On ne peut sous-estimer l’impact de la tuberculose, une maladie ancienne qui aurait tué plus de personnes que toute autre maladie infectieuse au cours de l’histoire. Près de 1,7 million de personnes meurent chaque année de la tuberculose. On retrouve une écrasante majorité de cas dans des pays où les ressources sont limitées; 95 % des cas mortels se produisent dans ces pays.
Jusqu’à l’arrivée de la COVID-19, la tuberculose était la principale cause de décès liés aux maladies infectieuses. L’année dernière, l’Organisation mondiale de la santé a déclaré que le nombre de décès associés à la tuberculose était à nouveau en hausse; les ressources sanitaires ayant été réaffectées pour lutter contre la pandémie.
Au Canada, le nombre de cas de tuberculose est faible; le taux se chiffrant à 4,9 par tranche de 100 000 personnes. Cependant, en raison d’iniquités persistantes, le taux est à son niveau le plus élevé lorsqu’il est ventilé entre les communautés autochtones du Canada, où les taux d’incidence sont de 100 à 300 fois plus élevés que chez les Canadiens non-autochtones. La découverte de médicaments ciblés contre la tuberculose pourrait entraîner des répercussions majeures sur ces collectivités.
« Avoir un médicament ciblé pour traiter de tels cas serait un énorme progrès », explique le Dr Sun, microbiologiste cellulaire.
Le traitement ciblé pourrait également être un bienfait majeur puisque la tuberculose est un contributeur démesuré à la résistance aux antimicrobiens, une menace importante pour la santé mondiale qui pourrait causer 10 millions de décès par an d’ici 2050, selon un groupe d’experts internationaux. « En exploitant le pouvoir de nos cellules immunitaires pour tuer les bactéries, nous contournons la capacité naturelle des bactéries à développer une résistance aux antibiotiques », explique le Dr Sun.
Les découvertes de l’équipe de recherche pourraient être importantes pour la recherche thérapeutique et l’exploration de la biologie fondamentale, prévoit le Dr Sun.
« Notre travail a des implications majeures non seulement pour la recherche sur la tuberculose et la découverte de traitements ciblés, mais s’étend également aux chercheurs de tous les domaines qui s’intéressent à la régulation de l’autophagie et à la conception d’inhibiteurs de la phosphatase. Cela pourrait couvrir un large éventail de maladies médicalement pertinentes dont d’autres infections bactériennes et virales, le cancer, l’auto-immunité, les maladies neurodégénératives et métaboliques », dit-il.
Son équipe a déposé un brevet provisoire pour les composés découverts dans le cadre de l’étude, avec l’Université d’Ottawa comme institution principale en partenariat avec leurs collègues internationaux en Chine. Ils explorent activement les possibilités de commercialisation de la découverte de médicaments antituberculeux.
« Nous sommes à la recherche de partenaires pour commercialiser cette recherche et pour la développer et l’optimiser davantage », explique le Dr Sun.
Le projet, soutenu par le Centre de recherche sur les systèmes et la pharmacologie personnalisée de l’Université d’Ottawa et le Shanghai Institute of Materia Medica (SIMM), a duré environ cinq ans. Cela a nécessité des collaborations entre le laboratoire du Dr Sun à l’Université d’Ottawa et une équipe de chimistes médicinaux dirigée par le Dr Weibo Yang au SIMM pour concevoir un médicament capable d’inhiber cette protéine.
Le financement a été fourni par les Instituts de recherche en santé du Canada, la National Sanitarium Association, la Lung Health Foundation et le Centre de recherche sur les systèmes et la pharmacologie personnalisée du SIMM-UO.

_DONNÉES PRÉSENTÉES_:
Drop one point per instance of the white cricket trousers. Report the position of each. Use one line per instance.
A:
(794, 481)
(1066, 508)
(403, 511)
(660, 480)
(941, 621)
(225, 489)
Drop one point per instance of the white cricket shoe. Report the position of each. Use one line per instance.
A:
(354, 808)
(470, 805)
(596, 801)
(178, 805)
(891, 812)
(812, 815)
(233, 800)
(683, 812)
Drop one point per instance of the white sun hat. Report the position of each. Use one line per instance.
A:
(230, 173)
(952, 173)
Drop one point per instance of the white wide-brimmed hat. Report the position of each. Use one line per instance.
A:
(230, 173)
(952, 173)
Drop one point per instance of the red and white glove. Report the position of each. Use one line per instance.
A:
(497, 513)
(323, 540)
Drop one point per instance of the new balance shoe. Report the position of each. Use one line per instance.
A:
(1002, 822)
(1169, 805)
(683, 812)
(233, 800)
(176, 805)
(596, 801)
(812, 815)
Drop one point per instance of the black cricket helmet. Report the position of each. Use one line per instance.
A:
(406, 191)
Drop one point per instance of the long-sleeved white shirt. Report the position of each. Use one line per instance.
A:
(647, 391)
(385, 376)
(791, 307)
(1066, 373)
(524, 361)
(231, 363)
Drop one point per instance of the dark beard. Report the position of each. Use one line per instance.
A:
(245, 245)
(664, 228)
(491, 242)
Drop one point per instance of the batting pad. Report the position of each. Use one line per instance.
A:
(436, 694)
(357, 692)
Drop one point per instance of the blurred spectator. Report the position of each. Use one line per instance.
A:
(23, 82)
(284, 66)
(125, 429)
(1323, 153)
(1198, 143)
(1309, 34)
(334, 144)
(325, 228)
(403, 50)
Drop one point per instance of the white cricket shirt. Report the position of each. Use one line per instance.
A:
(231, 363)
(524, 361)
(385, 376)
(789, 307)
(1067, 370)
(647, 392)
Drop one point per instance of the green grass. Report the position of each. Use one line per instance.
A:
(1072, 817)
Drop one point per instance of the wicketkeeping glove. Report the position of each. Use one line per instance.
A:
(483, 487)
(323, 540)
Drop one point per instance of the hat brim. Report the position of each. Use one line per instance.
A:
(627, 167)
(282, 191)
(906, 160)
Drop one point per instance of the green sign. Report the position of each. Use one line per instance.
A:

_ÉNONCÉ_: Selon le texte sur la tuberculose, combien de temps a duré le projet soutenu par l'Université d'Ottawa et le SIMM ? Ce matériel est sans rapport avec le texte sur la tuberculose.

_SOLUTION_: Environ cinq ans.